- _Instructions to follow_
Reproduce the lines that begin with the one containing "Every instance of the small" and run through the end of the lines below, changing each "single dot" to "single point" and leaving everything else exactly the same.

- _Data excerpts_

* * * * *

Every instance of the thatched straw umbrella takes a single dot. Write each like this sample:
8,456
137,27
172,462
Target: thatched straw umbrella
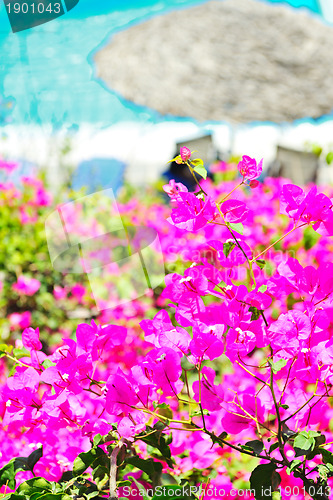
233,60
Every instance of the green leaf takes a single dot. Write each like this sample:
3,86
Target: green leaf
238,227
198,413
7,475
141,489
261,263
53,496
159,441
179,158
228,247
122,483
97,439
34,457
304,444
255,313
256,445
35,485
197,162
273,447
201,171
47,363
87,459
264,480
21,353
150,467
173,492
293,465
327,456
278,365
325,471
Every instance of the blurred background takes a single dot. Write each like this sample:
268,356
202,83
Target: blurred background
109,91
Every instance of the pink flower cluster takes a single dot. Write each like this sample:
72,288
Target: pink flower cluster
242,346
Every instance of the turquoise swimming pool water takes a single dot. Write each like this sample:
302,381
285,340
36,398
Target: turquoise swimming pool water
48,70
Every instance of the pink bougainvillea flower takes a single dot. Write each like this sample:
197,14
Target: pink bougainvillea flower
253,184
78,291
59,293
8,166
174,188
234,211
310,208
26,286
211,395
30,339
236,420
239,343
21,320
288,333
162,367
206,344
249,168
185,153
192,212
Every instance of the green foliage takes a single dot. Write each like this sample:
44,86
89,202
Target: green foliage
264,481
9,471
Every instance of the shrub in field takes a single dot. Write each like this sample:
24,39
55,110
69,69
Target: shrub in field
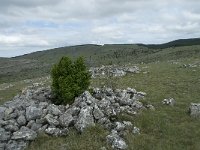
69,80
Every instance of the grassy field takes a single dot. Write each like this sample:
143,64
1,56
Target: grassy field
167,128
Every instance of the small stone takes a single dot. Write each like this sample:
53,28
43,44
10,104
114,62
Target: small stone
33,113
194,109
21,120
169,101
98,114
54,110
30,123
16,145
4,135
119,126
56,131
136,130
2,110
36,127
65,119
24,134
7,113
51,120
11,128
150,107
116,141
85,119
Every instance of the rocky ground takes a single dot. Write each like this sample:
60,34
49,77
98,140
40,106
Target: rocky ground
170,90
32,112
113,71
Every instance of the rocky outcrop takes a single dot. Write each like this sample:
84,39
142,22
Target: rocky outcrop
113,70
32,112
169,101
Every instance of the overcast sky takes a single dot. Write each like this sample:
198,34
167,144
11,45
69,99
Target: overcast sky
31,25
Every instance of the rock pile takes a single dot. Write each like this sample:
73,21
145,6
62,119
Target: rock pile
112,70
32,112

* * * * *

- _Response_
Every instance of the small stone takes a single point. Write each like this sample:
53,28
43,44
10,104
114,62
Target: small stone
33,113
194,109
21,120
169,101
98,114
54,110
30,123
16,145
4,135
119,126
56,131
136,130
2,110
36,127
65,119
24,134
7,113
51,120
11,128
150,107
116,141
85,119
Every instance of the rocky ground takes a single point. Write each like this sample:
60,34
49,77
98,140
40,106
Target: rocky ground
170,90
32,112
113,71
Every instance of the rocky outcrop takes a single point. Write each like this sample:
84,39
142,22
Target: rocky outcrop
113,70
32,112
169,101
Every instance of the overcast sky takes a single point. Write each like this sample:
198,34
167,144
11,45
69,99
Target: overcast sky
31,25
Every instance of the rock pile takes a single point. Write each like this sample:
73,21
145,6
62,119
Target: rock pile
112,70
32,112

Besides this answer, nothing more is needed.